* Task goal:
For the entries below, the result should be an exact transcription of the lines from the one with "Task: mark one point on every instance of the yellow flower" up to and including the one with "Task: mark one point on every instance of the broad", and only those.

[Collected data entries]
☆ ☆ ☆ ☆ ☆ ☆ ☆

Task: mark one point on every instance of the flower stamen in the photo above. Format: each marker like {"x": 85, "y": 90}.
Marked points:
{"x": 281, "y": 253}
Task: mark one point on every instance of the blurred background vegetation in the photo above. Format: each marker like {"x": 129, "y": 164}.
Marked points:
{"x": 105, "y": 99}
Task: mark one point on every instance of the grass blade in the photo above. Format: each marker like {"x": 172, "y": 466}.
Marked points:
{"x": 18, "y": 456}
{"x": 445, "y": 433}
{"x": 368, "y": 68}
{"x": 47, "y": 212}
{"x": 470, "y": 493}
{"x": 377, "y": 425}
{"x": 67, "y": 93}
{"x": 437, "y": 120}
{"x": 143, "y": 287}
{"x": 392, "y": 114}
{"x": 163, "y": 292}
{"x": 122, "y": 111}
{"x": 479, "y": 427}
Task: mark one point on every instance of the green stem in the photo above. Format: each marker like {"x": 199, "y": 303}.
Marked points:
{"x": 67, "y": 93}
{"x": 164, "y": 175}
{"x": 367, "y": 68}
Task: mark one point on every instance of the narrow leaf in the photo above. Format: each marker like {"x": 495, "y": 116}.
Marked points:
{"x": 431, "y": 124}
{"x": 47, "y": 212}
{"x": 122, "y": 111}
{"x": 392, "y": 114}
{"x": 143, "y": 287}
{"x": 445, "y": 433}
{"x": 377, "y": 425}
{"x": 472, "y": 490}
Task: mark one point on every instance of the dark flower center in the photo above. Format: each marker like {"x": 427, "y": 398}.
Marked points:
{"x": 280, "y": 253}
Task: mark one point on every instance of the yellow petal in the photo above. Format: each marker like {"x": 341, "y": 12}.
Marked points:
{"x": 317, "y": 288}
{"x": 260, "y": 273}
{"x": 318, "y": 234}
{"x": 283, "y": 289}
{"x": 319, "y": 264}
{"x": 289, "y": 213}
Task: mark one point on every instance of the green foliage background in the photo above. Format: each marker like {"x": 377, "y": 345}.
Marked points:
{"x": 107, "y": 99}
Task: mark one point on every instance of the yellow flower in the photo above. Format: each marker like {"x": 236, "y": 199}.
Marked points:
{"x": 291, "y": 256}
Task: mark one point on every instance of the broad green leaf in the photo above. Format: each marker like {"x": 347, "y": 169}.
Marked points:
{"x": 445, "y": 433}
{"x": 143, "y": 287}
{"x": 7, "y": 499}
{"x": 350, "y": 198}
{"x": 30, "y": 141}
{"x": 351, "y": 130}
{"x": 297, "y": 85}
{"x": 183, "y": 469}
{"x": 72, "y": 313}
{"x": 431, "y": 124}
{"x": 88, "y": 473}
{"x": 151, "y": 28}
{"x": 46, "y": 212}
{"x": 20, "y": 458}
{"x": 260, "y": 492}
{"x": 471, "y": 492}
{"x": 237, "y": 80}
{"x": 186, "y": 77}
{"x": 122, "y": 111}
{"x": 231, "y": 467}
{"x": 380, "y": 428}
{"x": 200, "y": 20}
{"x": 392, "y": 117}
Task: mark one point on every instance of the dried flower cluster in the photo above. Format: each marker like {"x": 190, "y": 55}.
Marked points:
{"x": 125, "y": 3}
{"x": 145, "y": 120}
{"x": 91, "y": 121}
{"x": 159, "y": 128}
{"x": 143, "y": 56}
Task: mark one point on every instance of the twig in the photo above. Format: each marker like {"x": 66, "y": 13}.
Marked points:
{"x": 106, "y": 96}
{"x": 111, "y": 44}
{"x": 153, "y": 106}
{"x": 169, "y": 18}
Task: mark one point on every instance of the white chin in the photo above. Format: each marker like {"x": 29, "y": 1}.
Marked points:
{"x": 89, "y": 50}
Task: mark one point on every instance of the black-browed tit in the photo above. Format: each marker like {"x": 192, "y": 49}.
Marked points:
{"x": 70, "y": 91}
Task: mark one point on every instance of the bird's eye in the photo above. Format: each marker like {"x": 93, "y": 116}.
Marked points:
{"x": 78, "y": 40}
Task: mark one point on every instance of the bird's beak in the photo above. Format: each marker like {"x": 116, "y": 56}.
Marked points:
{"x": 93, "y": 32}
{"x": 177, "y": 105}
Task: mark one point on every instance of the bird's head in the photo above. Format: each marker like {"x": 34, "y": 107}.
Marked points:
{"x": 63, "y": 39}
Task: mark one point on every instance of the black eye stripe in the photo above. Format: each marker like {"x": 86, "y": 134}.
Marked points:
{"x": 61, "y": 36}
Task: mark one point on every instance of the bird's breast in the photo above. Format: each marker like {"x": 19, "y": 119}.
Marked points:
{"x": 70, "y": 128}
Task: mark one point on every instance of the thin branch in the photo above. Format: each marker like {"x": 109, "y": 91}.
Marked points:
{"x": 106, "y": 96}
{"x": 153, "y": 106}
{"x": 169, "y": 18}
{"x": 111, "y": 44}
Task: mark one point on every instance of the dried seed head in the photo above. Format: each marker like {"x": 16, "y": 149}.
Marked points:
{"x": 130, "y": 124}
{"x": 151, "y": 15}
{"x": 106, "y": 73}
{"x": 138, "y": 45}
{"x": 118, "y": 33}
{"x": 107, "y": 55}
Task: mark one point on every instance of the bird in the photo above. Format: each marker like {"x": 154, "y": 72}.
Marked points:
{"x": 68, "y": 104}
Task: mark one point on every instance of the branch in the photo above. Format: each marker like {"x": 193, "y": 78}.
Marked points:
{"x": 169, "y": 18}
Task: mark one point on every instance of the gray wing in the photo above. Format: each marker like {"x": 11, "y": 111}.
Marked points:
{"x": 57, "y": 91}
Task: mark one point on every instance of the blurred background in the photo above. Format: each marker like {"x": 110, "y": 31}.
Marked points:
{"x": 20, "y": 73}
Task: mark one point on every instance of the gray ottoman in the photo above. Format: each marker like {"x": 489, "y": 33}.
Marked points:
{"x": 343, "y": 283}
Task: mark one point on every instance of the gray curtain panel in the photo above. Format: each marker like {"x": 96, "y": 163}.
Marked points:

☆ ☆ ☆ ☆ ☆ ☆ ☆

* Exercise answer:
Task: mark one point on every instance of the yellow flower in the photo above. Format: each marker like {"x": 236, "y": 199}.
Marked points:
{"x": 291, "y": 256}
Task: mark one point on every instance of the broad green leaf in the photo above. Format: each marker like {"x": 347, "y": 169}.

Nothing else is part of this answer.